PROBLEM DESCRIPTION: Would you reproduce exactly the lines below from the one holding "Please help the AR headset anchor on the dark" through the one holding "Please help the AR headset anchor on the red", inclusive, and no others?

SUPPLIED RECORDS:
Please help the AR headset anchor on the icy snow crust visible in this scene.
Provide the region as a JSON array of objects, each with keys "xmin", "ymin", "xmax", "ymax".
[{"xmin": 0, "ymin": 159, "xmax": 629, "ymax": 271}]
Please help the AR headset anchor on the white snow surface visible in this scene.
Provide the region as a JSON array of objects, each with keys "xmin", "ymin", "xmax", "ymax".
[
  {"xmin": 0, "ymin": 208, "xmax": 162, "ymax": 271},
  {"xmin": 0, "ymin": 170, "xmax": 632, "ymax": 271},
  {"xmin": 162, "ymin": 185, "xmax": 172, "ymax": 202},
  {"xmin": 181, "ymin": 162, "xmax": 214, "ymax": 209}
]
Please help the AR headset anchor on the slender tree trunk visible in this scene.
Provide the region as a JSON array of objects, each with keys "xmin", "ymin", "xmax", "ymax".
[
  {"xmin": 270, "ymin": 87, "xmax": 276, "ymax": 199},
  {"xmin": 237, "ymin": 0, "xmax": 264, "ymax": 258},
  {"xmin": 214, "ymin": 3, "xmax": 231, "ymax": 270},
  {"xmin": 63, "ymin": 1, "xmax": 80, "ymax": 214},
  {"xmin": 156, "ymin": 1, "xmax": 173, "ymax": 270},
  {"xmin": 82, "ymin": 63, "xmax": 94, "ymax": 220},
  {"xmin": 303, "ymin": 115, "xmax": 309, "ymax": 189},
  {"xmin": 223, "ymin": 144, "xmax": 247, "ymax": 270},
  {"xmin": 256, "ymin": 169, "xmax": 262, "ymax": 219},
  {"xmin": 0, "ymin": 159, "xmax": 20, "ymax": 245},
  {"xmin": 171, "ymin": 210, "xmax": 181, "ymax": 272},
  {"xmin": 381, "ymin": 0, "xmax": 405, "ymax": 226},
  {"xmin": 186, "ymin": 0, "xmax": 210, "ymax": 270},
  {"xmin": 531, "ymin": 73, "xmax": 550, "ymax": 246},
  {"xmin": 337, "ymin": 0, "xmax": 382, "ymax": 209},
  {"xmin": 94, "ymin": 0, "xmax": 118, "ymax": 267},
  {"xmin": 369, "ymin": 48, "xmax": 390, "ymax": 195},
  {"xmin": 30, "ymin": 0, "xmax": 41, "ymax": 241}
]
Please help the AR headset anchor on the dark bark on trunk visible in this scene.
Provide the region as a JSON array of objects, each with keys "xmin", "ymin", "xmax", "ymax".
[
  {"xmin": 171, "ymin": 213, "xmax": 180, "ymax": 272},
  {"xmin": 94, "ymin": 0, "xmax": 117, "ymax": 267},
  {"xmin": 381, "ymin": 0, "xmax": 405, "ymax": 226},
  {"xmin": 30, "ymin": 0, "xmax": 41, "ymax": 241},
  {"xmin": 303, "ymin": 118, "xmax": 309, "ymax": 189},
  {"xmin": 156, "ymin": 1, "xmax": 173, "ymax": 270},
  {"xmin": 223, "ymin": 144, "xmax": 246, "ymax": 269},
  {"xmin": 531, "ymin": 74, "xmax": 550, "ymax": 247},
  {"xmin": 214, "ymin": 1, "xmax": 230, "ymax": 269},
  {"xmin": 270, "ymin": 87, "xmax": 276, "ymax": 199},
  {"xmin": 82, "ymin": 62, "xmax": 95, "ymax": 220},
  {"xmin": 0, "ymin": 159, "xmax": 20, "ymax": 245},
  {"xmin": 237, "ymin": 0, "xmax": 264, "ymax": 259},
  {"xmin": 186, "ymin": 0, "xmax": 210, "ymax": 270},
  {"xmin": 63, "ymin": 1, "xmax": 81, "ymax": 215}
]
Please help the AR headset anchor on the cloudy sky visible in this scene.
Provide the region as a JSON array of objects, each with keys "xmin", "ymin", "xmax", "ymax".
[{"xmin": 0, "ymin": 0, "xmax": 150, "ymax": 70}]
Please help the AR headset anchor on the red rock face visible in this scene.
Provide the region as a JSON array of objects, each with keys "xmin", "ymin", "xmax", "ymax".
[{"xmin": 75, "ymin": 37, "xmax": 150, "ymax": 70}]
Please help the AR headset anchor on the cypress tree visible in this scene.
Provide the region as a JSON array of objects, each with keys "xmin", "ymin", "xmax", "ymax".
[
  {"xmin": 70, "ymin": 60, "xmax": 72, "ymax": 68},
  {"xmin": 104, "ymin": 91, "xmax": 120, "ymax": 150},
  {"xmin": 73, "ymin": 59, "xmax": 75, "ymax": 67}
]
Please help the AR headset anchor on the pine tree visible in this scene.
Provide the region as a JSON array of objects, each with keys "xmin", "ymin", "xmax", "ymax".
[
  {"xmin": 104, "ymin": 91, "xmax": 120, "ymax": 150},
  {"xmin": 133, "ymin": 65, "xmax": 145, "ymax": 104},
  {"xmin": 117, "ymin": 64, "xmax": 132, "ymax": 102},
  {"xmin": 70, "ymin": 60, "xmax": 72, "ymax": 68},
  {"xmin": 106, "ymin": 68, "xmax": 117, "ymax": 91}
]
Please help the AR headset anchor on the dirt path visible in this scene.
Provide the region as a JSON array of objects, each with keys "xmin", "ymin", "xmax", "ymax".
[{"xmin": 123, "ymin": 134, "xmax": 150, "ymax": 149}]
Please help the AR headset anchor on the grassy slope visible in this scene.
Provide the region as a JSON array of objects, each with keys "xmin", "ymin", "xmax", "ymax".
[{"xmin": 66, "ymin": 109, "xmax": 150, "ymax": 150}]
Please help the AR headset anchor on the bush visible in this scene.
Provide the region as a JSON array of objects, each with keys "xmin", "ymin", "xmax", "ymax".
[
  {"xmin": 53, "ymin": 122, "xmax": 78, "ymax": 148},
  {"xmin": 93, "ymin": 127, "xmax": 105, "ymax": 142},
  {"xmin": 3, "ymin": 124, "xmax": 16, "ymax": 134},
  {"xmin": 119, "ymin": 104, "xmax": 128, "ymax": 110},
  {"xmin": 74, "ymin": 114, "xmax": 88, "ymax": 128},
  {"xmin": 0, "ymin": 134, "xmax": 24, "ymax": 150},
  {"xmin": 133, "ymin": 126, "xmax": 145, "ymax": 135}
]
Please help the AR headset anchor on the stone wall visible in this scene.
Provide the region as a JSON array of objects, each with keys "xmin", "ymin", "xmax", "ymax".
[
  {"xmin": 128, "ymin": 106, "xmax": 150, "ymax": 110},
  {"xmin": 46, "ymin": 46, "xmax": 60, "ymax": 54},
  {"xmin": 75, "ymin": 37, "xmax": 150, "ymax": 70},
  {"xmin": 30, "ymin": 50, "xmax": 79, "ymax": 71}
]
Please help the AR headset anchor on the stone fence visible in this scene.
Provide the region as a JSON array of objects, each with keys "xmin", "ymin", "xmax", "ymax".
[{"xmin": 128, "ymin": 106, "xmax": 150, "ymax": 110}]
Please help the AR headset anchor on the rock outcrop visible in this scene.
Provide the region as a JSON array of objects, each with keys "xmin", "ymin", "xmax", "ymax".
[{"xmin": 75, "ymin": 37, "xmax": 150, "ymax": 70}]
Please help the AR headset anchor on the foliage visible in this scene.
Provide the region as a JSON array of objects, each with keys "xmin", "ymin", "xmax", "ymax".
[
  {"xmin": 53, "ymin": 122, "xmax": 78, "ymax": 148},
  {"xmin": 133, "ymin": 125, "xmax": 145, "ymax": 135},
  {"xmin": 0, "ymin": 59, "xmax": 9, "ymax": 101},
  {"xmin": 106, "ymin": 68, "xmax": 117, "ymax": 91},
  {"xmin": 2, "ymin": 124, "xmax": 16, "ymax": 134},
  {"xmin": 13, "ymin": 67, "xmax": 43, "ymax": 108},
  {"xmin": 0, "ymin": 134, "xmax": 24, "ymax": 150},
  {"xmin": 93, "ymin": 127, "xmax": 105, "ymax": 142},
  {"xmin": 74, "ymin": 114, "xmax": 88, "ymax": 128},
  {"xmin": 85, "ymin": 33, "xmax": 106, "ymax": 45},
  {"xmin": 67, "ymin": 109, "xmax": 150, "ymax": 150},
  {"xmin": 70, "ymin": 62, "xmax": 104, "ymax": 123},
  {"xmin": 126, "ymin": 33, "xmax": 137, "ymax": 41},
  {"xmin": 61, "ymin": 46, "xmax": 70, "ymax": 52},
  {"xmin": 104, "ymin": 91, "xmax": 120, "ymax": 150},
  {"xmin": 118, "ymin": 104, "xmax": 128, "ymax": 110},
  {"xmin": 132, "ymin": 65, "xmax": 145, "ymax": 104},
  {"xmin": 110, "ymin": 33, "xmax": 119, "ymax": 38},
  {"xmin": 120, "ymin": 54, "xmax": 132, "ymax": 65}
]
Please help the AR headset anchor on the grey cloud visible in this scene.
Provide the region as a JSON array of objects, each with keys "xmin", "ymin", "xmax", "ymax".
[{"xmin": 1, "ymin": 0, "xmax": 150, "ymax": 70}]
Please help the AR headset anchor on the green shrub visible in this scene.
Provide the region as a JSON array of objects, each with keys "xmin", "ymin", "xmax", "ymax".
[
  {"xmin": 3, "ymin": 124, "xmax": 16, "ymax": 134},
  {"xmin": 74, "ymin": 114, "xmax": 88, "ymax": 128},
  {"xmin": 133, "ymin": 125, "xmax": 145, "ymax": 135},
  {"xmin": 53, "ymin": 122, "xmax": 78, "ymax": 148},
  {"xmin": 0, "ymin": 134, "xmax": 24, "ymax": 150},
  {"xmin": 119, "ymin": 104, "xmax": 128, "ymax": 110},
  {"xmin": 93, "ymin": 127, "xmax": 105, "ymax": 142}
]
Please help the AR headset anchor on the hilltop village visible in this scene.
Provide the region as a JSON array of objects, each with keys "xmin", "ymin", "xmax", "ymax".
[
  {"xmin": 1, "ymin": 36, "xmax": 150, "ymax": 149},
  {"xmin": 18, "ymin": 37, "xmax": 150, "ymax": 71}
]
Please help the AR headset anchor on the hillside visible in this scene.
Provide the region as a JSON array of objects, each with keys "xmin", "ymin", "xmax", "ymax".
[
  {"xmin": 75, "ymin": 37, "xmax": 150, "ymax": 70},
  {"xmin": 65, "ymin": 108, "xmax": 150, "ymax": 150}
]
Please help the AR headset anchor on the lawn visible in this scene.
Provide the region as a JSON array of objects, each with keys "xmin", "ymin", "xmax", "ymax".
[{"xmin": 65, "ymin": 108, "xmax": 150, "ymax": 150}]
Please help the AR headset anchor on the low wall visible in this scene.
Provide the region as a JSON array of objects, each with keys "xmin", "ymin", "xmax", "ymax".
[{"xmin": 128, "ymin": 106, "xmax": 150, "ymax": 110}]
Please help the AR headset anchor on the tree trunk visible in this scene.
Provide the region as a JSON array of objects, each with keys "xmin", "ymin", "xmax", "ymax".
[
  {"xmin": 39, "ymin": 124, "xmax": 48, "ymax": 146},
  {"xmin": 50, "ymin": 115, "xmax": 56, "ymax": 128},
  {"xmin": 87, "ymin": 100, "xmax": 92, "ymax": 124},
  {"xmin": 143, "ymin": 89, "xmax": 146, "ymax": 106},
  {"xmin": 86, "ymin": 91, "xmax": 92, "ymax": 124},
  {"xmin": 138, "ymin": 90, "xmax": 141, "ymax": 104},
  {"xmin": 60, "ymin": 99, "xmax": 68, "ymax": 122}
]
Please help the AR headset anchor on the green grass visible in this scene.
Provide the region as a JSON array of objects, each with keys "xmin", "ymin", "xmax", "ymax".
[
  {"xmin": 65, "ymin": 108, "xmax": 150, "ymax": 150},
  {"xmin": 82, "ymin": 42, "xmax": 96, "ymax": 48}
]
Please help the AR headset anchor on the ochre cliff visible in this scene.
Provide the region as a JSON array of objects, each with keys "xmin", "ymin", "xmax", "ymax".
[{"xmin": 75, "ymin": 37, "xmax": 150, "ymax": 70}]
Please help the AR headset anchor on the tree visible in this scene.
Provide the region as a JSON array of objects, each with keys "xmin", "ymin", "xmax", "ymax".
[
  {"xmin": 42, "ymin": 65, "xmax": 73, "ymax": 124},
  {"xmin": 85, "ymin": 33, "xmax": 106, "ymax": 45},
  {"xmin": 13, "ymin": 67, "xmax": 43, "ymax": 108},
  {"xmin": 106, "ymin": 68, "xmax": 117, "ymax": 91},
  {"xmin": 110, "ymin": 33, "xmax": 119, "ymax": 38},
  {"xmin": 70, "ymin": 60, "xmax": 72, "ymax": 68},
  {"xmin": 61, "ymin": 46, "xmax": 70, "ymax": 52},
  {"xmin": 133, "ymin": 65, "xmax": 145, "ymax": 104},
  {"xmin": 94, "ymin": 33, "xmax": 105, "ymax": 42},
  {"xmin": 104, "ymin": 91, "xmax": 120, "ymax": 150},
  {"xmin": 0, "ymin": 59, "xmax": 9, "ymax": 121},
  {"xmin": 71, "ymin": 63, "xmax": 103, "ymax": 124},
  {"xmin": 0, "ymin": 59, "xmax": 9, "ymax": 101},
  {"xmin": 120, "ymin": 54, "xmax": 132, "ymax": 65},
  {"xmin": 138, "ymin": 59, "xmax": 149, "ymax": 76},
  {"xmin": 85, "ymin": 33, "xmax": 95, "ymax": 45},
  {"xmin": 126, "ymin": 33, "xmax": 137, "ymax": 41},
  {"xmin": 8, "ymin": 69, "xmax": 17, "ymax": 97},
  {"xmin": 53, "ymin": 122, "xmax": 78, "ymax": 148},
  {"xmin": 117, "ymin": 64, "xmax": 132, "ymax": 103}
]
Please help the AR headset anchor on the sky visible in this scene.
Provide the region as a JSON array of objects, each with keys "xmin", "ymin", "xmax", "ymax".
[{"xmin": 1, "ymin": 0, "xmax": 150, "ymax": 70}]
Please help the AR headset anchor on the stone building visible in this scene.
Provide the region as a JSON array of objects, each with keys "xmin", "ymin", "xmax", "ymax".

SOLUTION:
Please help the AR headset anchor on the dark bark on trunk visible in this scene.
Provide the region as a JSON array of objects, each with keys "xmin", "ymin", "xmax", "ymax".
[
  {"xmin": 171, "ymin": 213, "xmax": 180, "ymax": 272},
  {"xmin": 94, "ymin": 0, "xmax": 117, "ymax": 267},
  {"xmin": 381, "ymin": 0, "xmax": 405, "ymax": 226},
  {"xmin": 30, "ymin": 0, "xmax": 41, "ymax": 241},
  {"xmin": 303, "ymin": 118, "xmax": 309, "ymax": 189},
  {"xmin": 156, "ymin": 1, "xmax": 173, "ymax": 270},
  {"xmin": 223, "ymin": 144, "xmax": 246, "ymax": 269},
  {"xmin": 531, "ymin": 74, "xmax": 550, "ymax": 247},
  {"xmin": 214, "ymin": 1, "xmax": 230, "ymax": 269},
  {"xmin": 270, "ymin": 87, "xmax": 276, "ymax": 199},
  {"xmin": 82, "ymin": 62, "xmax": 95, "ymax": 220},
  {"xmin": 0, "ymin": 159, "xmax": 20, "ymax": 245},
  {"xmin": 237, "ymin": 0, "xmax": 264, "ymax": 259},
  {"xmin": 186, "ymin": 0, "xmax": 210, "ymax": 270},
  {"xmin": 63, "ymin": 1, "xmax": 81, "ymax": 215}
]
Please help the AR headset anchor on the cloudy sky visible in this scene.
Provide the region as a JSON array of objects, each with keys "xmin", "ymin", "xmax", "ymax".
[{"xmin": 0, "ymin": 0, "xmax": 150, "ymax": 70}]
Please help the AR headset anchor on the red rock face visible in this scene.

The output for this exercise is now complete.